- _TO BE DONE_
A - Using the tectonics passage below, answer the following, each on its own line:
(i) In which direction does the Cocos plate move?
(ii) How deep is the Middle-American Trench?
(iii) What is the section of the depression that crosses Nicaraguan territory called?
B - Output a verbatim copy of part of the tectonics passage below: begin at the words "The result is" and stop after the words "the Volcanic Chain.".

- _PAGE EXCERPT_
>>>>
Western Nicaragua, as well as the rest of the occident of Central America, is inside the so-called Circum-Pacific Fire Belt,
characterized by intense seismic and volcanic activity.
The Caribbean plate (a continental plate, upon which almost the entire Central America rests) is moving toward the east. On its western margin, it is being pushed by the Cocos plate (an oceanic plate), which moves toward the northeast at higher speed.
The result is the subduction of the Cocos plate under the Caribbean plate, and some of the consequences are the Middle-American Trench where the two plates get in contact, a graben in the continent and, inside this, the Volcanic Chain.
The Middle-American Trench is from 4 to 5 km deep [Shah et al., 1975] and extends, approximately 130 km off the Central American Pacific coast [Montero, 1990], from Mexico to Costa Rica.
On the other hand, the graben is a lengthened tectonic depression, parallel to the Pacific coast, and it extends to the south
until northern Panama, and to the north it continues up to central Guatemala
[Cluff & Carver, 1973].
The section of this depression across the Nicaraguan territory constitutes an asymmetric graben and it is known as Nicaraguan Depression. It is located some 200 km from the Middle-American Trench [Arce, 1973] and it crosses the occident of the country with direction NW, from the Gulf of Fonseca to the north, to near El Limón (Costa Rica) to the south. The two big sweet-water lakes, Lake Xolotlán and Lake Cocibolca, are included within the Depression, as most of the volcanic centres in Nicaragua.
The Central American Volcanic Chain is aligned parallel to the Middle-American Trench, and it extends from Mexico to Costa Rica. Parts of it are the volcanoes of the Marrabios mountain range, aligned along a NW-SE segmented line of some 300 kilometres long.
<<<<
- _ITEMS_
>>>>
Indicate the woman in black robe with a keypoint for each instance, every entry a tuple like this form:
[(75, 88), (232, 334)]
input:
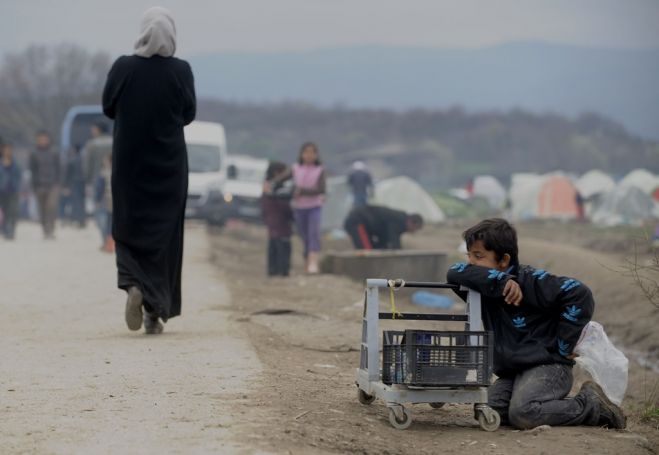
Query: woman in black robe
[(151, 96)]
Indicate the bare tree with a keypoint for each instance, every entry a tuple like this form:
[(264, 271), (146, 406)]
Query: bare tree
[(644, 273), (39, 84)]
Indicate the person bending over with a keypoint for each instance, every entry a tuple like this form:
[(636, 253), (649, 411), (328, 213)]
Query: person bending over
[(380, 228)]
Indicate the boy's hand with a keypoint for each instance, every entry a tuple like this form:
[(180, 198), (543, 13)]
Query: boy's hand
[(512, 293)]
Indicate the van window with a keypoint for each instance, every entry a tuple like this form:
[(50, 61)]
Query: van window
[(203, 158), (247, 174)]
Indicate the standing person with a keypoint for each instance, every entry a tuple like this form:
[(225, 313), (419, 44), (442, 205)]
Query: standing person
<<<<
- _SOLVED TASKS_
A -
(i) Toward the northeast.
(ii) From 4 to 5 km deep.
(iii) The Nicaraguan Depression.

B -
The result is the subduction of the Cocos plate under the Caribbean plate, and some of the consequences are the Middle-American Trench where the two plates get in contact, a graben in the continent and, inside this, the Volcanic Chain.